Content starts

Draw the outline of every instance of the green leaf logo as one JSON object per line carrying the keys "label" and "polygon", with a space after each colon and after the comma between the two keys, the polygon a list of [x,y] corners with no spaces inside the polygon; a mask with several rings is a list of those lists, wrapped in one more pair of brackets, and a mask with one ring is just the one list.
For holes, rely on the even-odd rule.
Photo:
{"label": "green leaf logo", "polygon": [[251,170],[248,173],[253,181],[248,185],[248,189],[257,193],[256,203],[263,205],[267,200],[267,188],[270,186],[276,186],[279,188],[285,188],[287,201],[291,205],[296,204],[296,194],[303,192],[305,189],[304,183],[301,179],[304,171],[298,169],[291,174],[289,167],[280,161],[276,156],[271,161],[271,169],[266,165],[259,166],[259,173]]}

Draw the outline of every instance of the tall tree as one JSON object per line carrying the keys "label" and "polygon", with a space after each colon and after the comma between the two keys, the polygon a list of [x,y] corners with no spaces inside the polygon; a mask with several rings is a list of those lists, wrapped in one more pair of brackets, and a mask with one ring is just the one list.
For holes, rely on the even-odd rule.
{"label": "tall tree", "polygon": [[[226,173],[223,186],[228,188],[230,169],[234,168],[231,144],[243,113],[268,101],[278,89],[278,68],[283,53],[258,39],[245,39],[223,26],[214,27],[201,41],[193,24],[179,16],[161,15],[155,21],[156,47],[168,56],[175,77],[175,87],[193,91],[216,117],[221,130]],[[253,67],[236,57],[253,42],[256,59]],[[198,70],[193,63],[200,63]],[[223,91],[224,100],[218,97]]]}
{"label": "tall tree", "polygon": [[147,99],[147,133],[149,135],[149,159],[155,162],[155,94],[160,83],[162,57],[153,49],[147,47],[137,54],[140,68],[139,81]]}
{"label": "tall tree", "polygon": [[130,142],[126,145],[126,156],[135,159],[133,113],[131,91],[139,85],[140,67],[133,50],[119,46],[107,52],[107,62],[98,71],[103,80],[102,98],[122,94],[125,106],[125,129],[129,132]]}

Content ends

What is required:
Scan the entries for lines holding the string "each", then copy every one of them.

Written response:
Draw the outline of every instance of the green leaf logo as one JSON object per line carrying the keys "label" and "polygon", with a space after each colon and after the comma between the two keys, the polygon a list of [x,y] corners with no spaces inside the polygon; a mask with several rings is a list of those lists, wrapped in one more pair of brackets, and a mask with one ring is just the one list.
Draw the outline of every instance of the tall tree as one JSON object per line carrying the keys "label" and "polygon", with a space after each colon and after the comma between the two keys, the polygon a list of [x,y] corners with no spaces inside the polygon; a mask with several rings is a list of those lists, wrapped in one more pair of brackets, and a mask with one ring is just the one list.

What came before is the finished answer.